A New Open Standard

The Foundational Framework Guiding our Analysis of the web3 Tech Stack

November 21, 2022Michael Nadeau
A New Open Standard

Hello readers,

I hope everyone is doing ok out there. This year has been really difficult for our industry. Sam Bankman-Fried is the latest bad actor. We’re not going to rehash the collapse of FTX here — others have done a good job of that already. But as our readership has grown, I want to take this opportunity to revisit the foundational frameworks guiding our research & analysis for DeFi and web3 — and crystallize the mission of The DeFi Report.


If you’re new to the program, drop your email below to receive free reports twice per month directly to your inbox. The DeFi Report is an exploration of the web3 tech stack and an ongoing analysis of where the most value could accrue. We provide easy-to-follow mental models, frameworks, and data-driven analyses of DeFi and web3 business models.

Let’s go.

Our Thesis

Per the framework laid out by Carlota Perez in Technological Revolutions and Financial Capital, every 50 years or so, we get a “big bang” and the introduction of a new, highly disruptive technology. The “big bang” is typically sparked in a fringe, dusty office setting, by a relatively unknown individual with a pale complexion and thick glasses. I’m kidding about the last part.

The point is, it happens quietly. The rest of the world finds out much later.

This occurred on January 3rd, 2009 with Bitcoin and the advent of blockchain technology — a breakthrough in computer science. To see this clearly, we need to zoom out.

Information technology historically has evolved in multi-decade cycles of expansion, consolidation, and decentralization. We’ve seen this play out in a repeatable pattern over the last 60-70 years.

Periods of expansion follow the introduction of a new *open platform* that reduces the production costs of technology. As production costs fall, the barrier to entry for new firms to compete with the established incumbents drops. This drives in hoards of new firms, further pushing down prices and margins while decentralizing existing market powers. New users are attracted to the drops in prices, which draws in entrepreneurial talent to serve new markets where costs and barriers to entry are low, competition is scarce, and the upside is rather high.

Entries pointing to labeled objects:
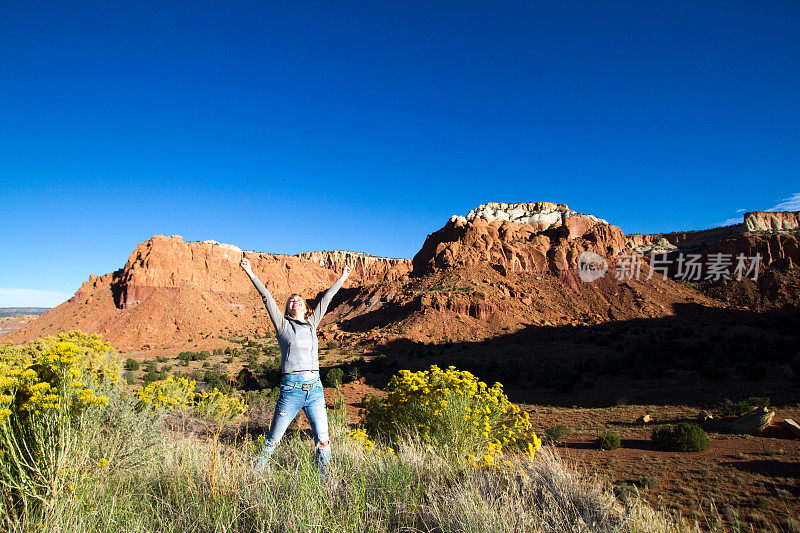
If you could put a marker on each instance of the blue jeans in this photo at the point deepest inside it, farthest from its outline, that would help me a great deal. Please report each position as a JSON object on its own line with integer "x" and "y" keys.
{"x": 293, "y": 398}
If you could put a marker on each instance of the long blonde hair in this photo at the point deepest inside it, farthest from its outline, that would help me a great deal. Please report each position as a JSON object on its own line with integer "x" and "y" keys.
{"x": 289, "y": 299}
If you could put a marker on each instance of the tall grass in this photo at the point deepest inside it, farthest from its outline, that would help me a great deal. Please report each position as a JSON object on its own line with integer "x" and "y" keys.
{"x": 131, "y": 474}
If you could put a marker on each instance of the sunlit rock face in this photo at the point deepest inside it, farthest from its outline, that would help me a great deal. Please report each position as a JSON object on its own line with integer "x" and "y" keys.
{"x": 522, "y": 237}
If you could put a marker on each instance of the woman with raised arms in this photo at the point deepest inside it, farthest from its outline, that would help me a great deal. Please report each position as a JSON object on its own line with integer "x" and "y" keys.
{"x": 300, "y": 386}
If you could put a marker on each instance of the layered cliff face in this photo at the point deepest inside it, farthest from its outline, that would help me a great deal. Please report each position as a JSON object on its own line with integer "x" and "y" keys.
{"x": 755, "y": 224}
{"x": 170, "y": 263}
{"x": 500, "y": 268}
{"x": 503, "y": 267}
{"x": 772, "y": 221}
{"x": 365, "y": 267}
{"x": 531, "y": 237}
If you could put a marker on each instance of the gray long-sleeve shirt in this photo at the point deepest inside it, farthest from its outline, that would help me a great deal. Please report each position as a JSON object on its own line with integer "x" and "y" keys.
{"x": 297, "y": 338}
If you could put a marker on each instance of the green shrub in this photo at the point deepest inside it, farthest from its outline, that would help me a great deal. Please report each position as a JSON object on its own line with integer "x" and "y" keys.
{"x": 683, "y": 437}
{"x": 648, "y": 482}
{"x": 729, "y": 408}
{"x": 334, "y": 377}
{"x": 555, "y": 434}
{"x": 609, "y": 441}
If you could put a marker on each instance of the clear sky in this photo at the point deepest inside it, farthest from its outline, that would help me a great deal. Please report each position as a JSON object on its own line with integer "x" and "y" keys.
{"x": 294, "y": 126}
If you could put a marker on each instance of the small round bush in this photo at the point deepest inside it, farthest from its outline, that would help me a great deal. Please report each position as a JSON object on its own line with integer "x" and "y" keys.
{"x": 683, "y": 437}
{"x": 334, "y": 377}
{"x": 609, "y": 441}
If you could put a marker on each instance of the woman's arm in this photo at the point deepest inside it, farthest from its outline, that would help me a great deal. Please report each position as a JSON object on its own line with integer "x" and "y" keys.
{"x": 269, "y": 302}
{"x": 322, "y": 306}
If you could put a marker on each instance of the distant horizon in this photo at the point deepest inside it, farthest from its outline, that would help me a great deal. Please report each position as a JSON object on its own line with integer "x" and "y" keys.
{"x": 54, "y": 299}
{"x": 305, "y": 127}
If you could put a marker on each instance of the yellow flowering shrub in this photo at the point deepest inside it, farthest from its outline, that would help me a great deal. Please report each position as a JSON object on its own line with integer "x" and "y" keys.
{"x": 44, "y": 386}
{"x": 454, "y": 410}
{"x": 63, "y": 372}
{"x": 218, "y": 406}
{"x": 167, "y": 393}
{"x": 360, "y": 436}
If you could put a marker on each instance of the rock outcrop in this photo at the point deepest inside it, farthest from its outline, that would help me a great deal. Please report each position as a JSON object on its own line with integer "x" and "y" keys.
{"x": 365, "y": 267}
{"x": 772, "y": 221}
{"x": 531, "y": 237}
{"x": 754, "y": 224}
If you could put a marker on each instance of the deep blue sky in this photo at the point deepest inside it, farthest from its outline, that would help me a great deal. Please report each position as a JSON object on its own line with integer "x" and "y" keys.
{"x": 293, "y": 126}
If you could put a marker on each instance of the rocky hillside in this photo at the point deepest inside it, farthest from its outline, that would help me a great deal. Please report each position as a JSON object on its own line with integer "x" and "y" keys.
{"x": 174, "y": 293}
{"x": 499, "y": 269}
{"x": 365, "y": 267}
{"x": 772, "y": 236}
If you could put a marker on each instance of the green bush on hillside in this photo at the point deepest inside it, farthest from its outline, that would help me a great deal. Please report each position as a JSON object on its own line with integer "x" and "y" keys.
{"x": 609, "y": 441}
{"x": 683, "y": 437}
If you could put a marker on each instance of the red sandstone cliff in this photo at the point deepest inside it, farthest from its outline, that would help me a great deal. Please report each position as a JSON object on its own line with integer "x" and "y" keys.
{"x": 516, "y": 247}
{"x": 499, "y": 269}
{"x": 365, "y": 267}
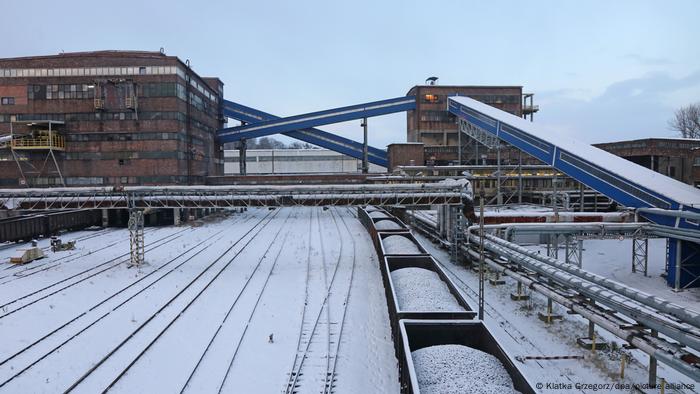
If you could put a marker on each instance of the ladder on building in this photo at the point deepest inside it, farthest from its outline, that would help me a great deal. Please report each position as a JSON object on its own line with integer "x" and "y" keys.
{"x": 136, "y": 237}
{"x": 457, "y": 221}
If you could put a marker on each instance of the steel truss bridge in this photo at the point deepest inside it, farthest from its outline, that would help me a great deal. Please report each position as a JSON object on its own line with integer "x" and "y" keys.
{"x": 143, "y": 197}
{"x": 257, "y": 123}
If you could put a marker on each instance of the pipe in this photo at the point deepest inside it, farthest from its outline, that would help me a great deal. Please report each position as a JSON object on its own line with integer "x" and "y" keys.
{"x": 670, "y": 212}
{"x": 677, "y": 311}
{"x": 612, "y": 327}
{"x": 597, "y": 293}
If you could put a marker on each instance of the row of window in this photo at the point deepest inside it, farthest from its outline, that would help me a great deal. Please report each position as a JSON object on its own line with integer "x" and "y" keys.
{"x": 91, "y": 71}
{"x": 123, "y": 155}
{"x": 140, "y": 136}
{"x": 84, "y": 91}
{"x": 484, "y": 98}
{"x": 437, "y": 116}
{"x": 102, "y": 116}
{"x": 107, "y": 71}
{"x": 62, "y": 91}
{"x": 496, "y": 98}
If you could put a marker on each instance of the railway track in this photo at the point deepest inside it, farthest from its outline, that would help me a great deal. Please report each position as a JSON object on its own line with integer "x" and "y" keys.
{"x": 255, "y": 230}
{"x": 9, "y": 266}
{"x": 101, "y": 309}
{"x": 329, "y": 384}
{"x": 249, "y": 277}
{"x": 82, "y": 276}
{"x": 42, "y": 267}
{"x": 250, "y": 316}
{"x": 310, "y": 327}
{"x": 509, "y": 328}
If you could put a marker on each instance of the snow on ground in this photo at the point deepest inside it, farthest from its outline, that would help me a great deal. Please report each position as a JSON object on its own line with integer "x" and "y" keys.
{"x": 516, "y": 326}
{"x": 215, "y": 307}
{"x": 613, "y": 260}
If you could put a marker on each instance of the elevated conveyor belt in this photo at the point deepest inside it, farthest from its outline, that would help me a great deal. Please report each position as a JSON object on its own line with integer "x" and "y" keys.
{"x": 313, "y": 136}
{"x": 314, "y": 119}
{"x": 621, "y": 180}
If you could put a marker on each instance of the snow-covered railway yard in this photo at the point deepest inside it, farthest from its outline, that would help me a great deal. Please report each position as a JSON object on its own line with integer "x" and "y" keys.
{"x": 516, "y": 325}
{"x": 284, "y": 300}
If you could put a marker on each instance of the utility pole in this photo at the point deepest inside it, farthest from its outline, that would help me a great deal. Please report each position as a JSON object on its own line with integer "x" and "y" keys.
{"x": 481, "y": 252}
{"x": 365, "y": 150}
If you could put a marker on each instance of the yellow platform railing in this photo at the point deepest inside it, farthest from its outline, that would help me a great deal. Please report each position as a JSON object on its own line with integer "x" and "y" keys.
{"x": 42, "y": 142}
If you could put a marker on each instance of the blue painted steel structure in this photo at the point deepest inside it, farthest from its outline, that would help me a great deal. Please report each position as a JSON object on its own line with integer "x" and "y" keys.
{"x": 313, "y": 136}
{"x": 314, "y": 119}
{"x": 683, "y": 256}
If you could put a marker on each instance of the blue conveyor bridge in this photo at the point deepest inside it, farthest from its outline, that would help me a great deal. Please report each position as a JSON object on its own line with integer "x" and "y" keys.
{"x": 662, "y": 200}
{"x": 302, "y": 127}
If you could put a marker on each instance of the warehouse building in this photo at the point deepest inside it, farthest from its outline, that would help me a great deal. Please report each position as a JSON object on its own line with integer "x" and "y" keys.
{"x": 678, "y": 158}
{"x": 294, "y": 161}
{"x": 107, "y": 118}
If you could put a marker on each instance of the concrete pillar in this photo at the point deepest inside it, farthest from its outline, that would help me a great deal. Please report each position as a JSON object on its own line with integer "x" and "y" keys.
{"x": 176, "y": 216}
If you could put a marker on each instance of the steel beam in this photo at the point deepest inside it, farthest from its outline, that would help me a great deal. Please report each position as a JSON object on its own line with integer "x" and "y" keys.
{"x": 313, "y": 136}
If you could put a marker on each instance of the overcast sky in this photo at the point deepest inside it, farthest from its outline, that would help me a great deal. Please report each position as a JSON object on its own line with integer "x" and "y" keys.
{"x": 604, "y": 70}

* * *

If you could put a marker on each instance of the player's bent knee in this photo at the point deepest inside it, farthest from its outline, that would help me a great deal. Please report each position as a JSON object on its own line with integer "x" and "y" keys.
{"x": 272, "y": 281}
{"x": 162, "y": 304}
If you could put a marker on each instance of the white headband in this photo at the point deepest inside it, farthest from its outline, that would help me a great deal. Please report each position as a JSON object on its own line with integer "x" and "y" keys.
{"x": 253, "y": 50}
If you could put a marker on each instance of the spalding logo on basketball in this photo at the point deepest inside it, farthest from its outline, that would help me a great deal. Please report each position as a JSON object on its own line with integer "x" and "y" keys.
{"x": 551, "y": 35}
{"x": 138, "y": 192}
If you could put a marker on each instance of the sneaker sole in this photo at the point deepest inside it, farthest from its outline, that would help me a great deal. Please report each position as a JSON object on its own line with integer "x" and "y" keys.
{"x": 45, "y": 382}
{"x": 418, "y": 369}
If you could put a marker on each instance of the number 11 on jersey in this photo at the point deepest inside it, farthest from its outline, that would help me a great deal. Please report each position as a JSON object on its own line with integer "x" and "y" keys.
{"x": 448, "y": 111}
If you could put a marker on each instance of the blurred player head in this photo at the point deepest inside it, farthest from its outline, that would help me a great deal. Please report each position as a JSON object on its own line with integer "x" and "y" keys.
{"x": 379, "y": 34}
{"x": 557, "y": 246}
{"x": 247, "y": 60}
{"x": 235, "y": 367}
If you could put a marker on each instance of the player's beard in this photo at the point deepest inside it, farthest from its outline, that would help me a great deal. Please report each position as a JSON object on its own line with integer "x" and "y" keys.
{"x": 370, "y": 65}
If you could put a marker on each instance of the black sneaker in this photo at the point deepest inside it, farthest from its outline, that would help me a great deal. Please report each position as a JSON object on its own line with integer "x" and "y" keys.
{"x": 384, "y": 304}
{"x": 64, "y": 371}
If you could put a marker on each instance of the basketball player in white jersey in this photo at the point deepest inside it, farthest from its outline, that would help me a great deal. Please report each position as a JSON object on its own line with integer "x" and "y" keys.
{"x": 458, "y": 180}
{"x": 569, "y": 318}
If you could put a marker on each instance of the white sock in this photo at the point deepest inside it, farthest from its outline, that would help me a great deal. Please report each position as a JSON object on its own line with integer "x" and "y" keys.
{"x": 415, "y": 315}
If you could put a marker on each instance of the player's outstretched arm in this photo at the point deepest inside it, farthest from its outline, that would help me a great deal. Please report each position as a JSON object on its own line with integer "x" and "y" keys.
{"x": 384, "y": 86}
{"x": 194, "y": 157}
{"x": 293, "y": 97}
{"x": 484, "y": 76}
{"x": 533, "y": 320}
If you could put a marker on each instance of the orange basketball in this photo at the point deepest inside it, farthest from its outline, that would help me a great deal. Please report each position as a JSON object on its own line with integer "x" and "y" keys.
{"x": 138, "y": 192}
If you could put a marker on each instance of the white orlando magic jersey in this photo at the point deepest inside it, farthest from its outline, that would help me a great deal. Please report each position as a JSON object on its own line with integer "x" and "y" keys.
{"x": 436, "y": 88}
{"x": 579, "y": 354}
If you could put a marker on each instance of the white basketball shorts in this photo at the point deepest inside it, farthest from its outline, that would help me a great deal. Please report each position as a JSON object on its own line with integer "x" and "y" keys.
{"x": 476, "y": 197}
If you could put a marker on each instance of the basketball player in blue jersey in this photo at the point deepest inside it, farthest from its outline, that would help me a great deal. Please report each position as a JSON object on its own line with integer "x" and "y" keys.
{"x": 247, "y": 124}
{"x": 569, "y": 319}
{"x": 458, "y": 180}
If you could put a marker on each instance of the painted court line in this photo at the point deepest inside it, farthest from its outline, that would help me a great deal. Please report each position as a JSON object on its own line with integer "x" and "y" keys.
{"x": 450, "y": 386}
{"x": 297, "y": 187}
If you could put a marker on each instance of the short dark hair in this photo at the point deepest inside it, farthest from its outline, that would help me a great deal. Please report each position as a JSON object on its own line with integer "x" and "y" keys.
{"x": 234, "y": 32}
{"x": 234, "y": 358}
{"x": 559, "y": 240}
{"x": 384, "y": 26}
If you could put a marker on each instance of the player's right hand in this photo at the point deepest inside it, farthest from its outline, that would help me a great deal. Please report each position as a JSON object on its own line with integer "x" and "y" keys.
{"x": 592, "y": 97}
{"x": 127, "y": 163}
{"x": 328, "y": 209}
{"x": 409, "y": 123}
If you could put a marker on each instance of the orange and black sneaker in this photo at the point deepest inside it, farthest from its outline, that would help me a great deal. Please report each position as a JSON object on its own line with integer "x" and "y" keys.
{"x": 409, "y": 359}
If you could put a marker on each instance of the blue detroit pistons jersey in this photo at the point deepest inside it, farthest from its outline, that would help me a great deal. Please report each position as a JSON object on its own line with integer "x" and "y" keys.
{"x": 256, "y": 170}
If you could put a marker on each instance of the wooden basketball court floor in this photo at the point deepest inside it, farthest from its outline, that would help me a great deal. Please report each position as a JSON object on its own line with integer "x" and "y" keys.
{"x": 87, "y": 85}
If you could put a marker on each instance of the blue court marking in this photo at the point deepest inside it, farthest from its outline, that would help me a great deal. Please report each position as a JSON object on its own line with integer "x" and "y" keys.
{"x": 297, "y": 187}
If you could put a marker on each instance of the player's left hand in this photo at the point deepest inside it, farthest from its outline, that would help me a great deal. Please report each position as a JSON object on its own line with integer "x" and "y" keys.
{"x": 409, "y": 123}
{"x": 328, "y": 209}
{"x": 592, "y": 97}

...

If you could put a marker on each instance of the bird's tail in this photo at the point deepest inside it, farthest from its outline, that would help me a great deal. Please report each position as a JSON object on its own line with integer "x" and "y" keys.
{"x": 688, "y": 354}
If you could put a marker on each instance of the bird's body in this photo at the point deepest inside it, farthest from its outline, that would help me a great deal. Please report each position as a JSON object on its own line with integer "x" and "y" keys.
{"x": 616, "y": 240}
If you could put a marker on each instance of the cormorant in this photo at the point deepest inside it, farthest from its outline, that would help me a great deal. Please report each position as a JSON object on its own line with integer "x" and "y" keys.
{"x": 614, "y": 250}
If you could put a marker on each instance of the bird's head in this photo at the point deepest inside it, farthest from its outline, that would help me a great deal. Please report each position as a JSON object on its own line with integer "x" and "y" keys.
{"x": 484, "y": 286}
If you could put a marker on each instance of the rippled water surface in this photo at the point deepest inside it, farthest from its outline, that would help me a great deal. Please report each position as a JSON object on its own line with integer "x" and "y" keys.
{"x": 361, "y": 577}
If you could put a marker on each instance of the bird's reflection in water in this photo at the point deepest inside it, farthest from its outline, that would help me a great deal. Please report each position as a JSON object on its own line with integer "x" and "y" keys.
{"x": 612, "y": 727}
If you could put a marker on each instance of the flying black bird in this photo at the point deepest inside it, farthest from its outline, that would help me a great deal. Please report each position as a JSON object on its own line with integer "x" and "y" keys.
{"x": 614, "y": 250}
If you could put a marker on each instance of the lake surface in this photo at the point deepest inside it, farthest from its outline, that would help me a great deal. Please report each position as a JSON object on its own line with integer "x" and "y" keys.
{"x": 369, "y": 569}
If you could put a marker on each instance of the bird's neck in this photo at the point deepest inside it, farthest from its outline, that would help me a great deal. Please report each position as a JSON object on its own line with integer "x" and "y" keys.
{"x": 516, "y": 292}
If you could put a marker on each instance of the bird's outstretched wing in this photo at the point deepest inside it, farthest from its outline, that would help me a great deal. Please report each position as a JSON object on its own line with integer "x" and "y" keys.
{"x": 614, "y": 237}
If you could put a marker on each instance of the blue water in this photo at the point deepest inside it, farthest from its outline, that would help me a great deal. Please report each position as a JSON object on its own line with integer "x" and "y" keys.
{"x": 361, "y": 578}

- _Objectives_
1) Report how many lines in the records contain the string "railway", giving only the number.
2) Write the next part of the article on the web3 tech stack, picking up right after its final sentence.

- _Task responses_
1) 2

2)
This is happening today — but it is difficult to see amidst the “crypto casino” running alongside the fundamental innovation. Below we show one simple example comparing how a trade works in traditional finance vs DeFi — removing intermediaries drives down costs and creates new business models.

Graphic Design: Laerta Premto

New business models are then created leveraging the new open standards. Consolidation eventually takes hold as these new platforms use their scale to integrate vertically and horizontally at the expense of their competition. 

[Think Google, Facebook, Amazon, etc here.]

Eventually, barriers to entry become so great that the need for a new open standard arises, and the cycle repeats itself again.

We believe that we are currently in the midst of the birth of a new cycle, represented by public blockchains — the new open standard upon which the next wave of internet applications and services will be built “on top”.

When we scan the current state of the internet we can identify 4-5 firms that essentially control the economic activity of billions of users around the world. Amazon, Facebook, Google, Apple, Paypal, and a few others have consolidated and wield absolute power over how business is conducted on the internet. These firms were built on open standards — TCP/IP, HTTP, SMTP, etc. Yet they’ve consolidated around one thing: amassing large, uniquely valuable data sets and monetizing by charging users directly, placing ads, skimming transaction fees, etc. It has become nearly impossible to disrupt these firms utilizing the current infrastructure of the internet. Therefore, the free market created a new standard: public blockchain infrastructure. This innovation started on the fringes of society — where it always starts.

It’s helpful to observe how this has played out in the past.

  • In the 1950s the transistor collapsed the production cost of electronics by replacing expensive vacuum tubes with smaller, cheaper, and more reliable switches. Barriers to entry dropped. Entrepreneurs rushed in. Computer hardware began to proliferate. The industry eventually consolidated around IBM and mainframe systems.

  • In the 1970s the microprocessor (new open hardware standard) collapsed the production cost of computer hardware by reducing expensive, bespoke CPU systems down to a single general-purpose processor that was easy to mass produce. Entrepreneurs rushed in. A new era in computer hardware unfolded that brought economies of scale and a wide range of devices and interfaces — the minicomputer, the PC, laptops, etc. As the hardware layer became more open and decentralized, margins and prices compressed. Barriers to entry for entrepreneurs were low. Eventually, the hardware layer became commoditized, and value creation moved up the tech stack — to the software layer.

  • In the 1990s cheaper computers attracted more users, which created the demand for software services. Microsoft created the first proprietary operating system for PCs and secured a formidable distribution advantage through lock-in contracts with manufacturers. Microsoft created a walled garden of standards around Windows. By the late 90s, we had gone from hundreds of PC software companies to basically one and Bill Gates was sitting before Congress defending accusations of anti-trust and monopolies.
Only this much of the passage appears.